> SVOLGI QUANTO SEGUE
(a) Le seguenti affermazioni concordano con il testo sul design italiano? Per ciascuna rispondi sì o no e cita tra virgolette le parole del testo che lo stabiliscono: (i) Branzi attribuisce il successo del design italiano agli ostacoli che ha dovuto superare; (ii) il libro di Paolo Fossati tratta il design in Italia dal 1945 al 1980; (iii) i busti di Rodolfo Valentino fatti a Volterra erano in marmo.
(b) Restituisci il passo del testo sul design italiano che comincia con "In molti si" e termina con "dai contesti territoriali...".

> DOCUMENTO
★ ★ ★ ★ ★
In molti si sono interrogati sui motivi del successo del design italiano nel mondo: recentemente Andrea Branzi lo riconduceva ai continui ostacoli, organizzativi, economici, politici che ha dovuto da sempre superare. Forse, più giustamente, il motivo principale del contributo dell'Italia risiede nel ruolo decisivo per lo sviluppo economico esercitato dai contesti territoriali...

La tesi espressa da Branzi, quasi "per aspera ad astra", non è certo nuova. Paolo Fossati nel suo Il design in Italia 1945-1972, trent'anni fa, insisteva su questo concetto. Non si può, mi pare, dar torto né all'uno né all'altro, e nemmeno a tanti storici che hanno benissimo evidenziato le difficoltà politiche, economiche, organizzative di tutta la progettualità italiana. Vorrei però sottolineare il peso di un luogo comune (non necessariamente i luoghi comuni sono falsi), l'essere, cioè, l'Italia il paese dell'arte e degli artisti; l'accreditamento, a tratti anche 'intraprendente', che l'800 e il primo '900 seppero fare di queste idee a livello internazionale. Non penso tanto a manifestazioni d'alto profilo; penso, al gran numero di operatori minori; per dire, fino al successo che ebbero in Australia i busti in alabastro di Rodolfo Valentino, fatti a Volterra negli anni Venti o al pregio dei nostri ebanisti nel Nord d'Europa o nelle Americhe.
★ ★ ★ ★ ★
(Estratti da un dataset di etichettatura di punti)
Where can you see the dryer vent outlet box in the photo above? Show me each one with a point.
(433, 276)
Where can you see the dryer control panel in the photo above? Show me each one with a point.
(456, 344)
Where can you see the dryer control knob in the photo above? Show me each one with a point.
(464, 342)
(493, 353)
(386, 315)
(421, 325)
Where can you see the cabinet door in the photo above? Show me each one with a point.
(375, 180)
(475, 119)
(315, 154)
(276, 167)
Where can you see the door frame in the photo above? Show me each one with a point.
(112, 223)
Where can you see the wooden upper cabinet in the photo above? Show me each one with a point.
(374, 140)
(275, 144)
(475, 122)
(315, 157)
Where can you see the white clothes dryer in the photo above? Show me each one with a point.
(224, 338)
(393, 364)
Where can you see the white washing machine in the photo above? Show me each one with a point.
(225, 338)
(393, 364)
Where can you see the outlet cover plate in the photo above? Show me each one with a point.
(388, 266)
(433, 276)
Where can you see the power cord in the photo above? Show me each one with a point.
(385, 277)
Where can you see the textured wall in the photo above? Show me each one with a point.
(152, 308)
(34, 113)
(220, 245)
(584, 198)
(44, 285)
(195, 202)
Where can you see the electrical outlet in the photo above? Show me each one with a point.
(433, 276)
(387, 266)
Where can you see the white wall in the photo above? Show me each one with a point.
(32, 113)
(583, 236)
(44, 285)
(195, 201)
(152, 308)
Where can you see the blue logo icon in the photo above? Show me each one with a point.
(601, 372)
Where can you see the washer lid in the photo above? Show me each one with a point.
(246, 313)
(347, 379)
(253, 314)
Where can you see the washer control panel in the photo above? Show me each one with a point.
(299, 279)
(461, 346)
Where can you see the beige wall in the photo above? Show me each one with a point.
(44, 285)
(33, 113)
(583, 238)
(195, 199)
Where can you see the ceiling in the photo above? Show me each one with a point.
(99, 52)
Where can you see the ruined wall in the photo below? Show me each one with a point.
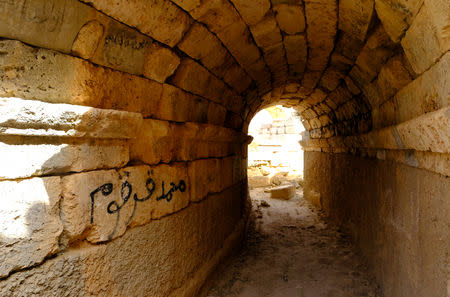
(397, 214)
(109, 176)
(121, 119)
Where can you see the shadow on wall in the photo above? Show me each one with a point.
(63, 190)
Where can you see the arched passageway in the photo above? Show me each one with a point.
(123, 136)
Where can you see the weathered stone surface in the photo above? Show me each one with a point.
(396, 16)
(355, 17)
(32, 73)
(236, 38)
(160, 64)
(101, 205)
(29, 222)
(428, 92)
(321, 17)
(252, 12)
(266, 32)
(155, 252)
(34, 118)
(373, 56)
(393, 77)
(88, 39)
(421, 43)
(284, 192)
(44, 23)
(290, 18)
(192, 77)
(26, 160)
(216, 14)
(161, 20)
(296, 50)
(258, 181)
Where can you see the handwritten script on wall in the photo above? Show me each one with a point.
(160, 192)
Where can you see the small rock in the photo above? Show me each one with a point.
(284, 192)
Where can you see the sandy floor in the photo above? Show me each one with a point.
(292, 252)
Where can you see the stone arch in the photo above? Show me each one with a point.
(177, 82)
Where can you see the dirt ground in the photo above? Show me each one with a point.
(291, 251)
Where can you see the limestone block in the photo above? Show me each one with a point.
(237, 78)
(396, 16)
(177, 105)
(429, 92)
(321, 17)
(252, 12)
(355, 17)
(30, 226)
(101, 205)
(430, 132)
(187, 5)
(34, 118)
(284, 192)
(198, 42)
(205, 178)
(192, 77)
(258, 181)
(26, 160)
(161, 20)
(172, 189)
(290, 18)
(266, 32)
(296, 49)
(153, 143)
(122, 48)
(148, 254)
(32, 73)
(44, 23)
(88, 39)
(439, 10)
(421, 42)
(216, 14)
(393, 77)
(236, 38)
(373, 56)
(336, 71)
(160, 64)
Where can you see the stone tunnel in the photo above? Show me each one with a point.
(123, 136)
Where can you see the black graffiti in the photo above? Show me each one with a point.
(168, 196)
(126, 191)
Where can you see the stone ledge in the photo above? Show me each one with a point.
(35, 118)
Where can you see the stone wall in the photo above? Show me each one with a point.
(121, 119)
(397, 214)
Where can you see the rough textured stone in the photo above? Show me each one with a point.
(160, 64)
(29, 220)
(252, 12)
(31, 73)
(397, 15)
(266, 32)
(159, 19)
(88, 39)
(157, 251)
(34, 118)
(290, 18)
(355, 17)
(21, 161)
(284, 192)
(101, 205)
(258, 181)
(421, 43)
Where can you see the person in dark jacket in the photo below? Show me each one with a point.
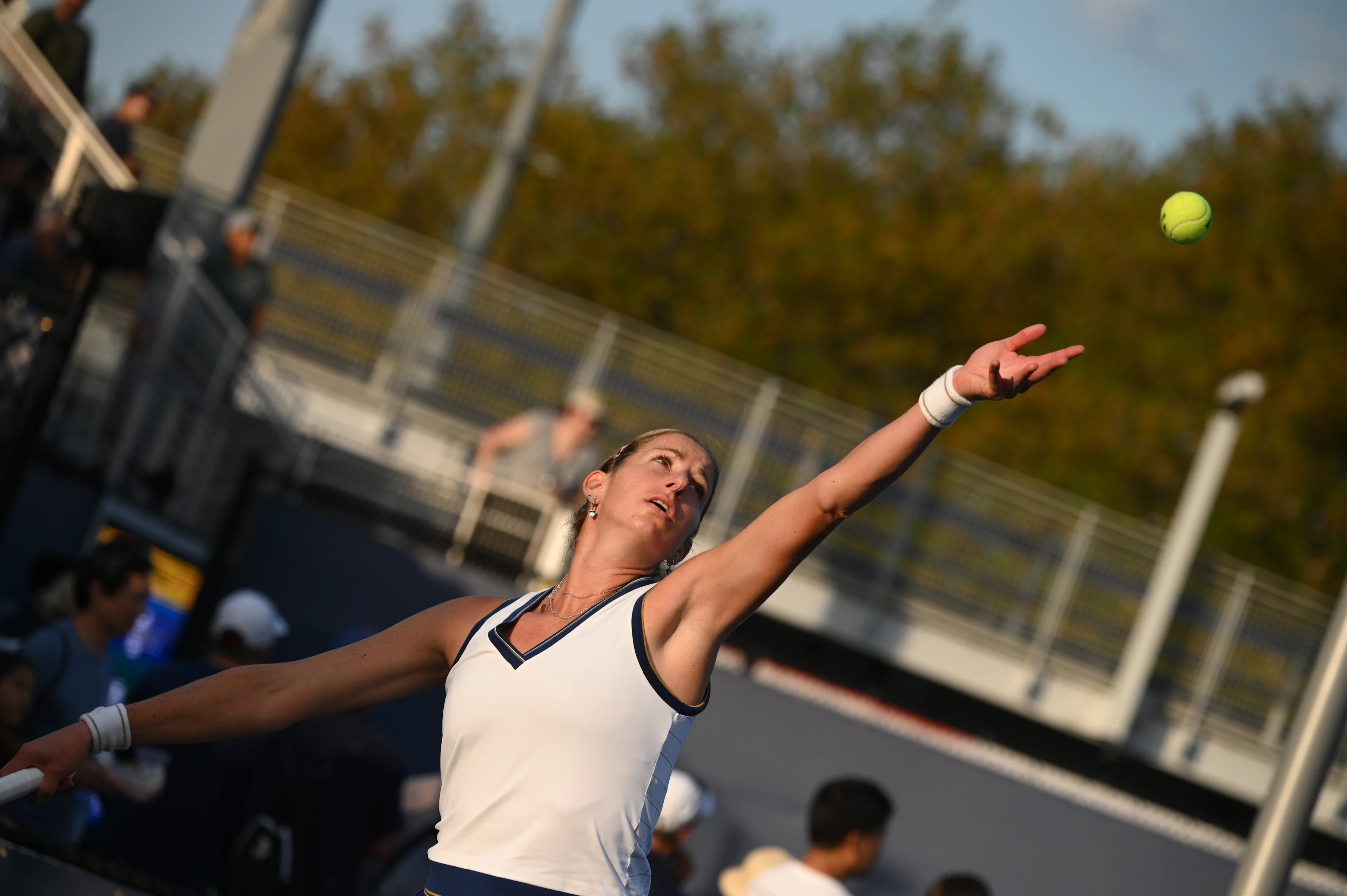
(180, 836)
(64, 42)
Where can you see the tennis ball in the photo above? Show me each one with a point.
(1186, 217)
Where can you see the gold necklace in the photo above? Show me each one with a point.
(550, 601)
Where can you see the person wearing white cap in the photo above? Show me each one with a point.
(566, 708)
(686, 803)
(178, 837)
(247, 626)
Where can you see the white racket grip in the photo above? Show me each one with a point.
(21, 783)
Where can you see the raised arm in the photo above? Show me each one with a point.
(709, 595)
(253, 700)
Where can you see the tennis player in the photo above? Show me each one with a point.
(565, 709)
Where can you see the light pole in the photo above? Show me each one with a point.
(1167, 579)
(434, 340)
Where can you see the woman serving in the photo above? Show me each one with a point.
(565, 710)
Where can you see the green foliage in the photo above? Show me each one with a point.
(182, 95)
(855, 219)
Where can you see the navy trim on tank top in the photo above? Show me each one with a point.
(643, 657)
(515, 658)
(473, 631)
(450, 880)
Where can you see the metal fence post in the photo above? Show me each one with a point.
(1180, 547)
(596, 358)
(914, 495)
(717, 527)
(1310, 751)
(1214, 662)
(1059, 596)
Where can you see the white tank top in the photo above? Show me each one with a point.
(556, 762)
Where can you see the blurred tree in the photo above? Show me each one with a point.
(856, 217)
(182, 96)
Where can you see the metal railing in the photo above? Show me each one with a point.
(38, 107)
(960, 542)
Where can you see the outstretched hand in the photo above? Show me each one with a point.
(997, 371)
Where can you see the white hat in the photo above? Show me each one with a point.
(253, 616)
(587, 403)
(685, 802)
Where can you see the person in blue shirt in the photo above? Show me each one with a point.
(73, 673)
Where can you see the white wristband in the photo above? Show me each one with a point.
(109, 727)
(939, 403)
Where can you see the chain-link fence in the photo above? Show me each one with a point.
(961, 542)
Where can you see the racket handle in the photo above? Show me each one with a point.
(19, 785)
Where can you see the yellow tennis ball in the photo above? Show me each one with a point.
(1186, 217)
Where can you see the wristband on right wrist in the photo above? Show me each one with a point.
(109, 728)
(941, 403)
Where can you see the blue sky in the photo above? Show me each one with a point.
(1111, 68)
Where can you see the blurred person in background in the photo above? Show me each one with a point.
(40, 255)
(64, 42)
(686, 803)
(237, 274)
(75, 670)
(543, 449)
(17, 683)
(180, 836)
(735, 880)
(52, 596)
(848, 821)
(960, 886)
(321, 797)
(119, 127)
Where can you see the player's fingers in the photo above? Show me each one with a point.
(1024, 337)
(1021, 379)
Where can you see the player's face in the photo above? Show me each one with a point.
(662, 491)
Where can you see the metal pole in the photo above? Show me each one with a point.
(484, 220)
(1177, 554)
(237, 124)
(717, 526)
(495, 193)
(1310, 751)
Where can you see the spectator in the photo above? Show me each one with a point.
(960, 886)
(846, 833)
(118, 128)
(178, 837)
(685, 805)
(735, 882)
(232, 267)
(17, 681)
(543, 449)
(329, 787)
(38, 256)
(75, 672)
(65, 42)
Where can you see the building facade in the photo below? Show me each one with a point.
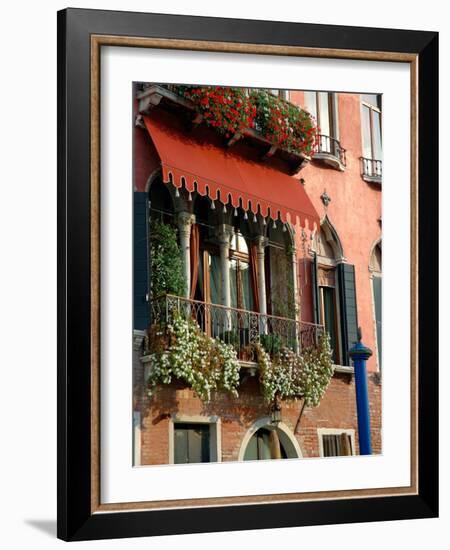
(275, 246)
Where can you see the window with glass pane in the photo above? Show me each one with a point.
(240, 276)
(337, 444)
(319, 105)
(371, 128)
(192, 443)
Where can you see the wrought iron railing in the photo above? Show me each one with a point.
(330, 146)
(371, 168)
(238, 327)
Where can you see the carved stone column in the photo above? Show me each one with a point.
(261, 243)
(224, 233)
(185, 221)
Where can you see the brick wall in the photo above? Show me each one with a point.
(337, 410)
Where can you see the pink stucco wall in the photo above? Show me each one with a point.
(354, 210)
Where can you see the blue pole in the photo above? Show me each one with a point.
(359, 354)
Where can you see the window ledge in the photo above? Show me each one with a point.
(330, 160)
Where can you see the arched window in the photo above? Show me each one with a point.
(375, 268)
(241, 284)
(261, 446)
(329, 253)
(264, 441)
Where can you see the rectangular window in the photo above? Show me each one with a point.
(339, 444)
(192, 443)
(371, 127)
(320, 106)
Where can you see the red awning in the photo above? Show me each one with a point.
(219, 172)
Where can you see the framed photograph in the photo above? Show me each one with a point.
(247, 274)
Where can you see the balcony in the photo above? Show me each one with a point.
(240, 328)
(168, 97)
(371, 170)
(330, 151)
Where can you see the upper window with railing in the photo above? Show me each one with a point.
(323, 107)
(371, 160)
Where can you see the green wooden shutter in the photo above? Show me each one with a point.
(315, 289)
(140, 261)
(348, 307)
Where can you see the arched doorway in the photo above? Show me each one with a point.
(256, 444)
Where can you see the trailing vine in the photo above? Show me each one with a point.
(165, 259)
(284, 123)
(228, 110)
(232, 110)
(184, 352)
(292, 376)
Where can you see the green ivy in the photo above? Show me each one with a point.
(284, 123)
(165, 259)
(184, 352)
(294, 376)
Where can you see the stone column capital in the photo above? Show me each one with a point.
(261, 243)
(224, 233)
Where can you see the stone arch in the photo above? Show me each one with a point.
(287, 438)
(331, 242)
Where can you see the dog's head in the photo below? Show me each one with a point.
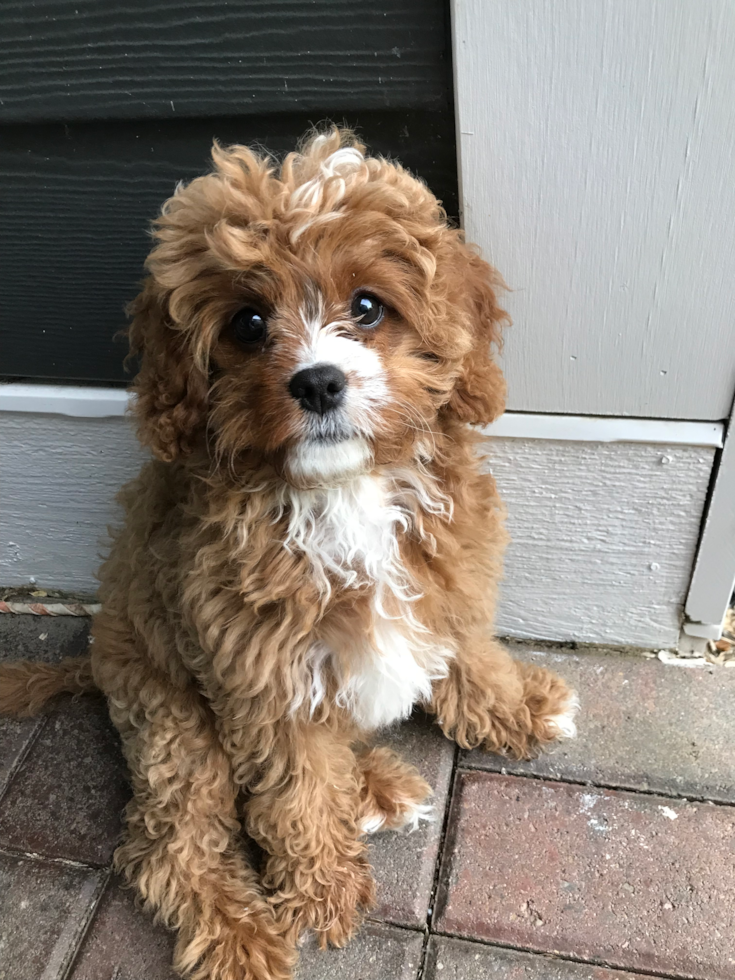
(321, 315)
★ ★ ★ ★ ★
> RISPOSTE ATTESE
(a) (i) Sì: "lo riconduceva ai continui ostacoli, organizzativi, economici, politici che ha dovuto da sempre superare". (ii) No: "Il design in Italia 1945-1972". (iii) No: "i busti in alabastro di Rodolfo Valentino".

(b)
In molti si sono interrogati sui motivi del successo del design italiano nel mondo: recentemente Andrea Branzi lo riconduceva ai continui ostacoli, organizzativi, economici, politici che ha dovuto da sempre superare. Forse, più giustamente, il motivo principale del contributo dell'Italia risiede nel ruolo decisivo per lo sviluppo economico esercitato dai contesti territoriali...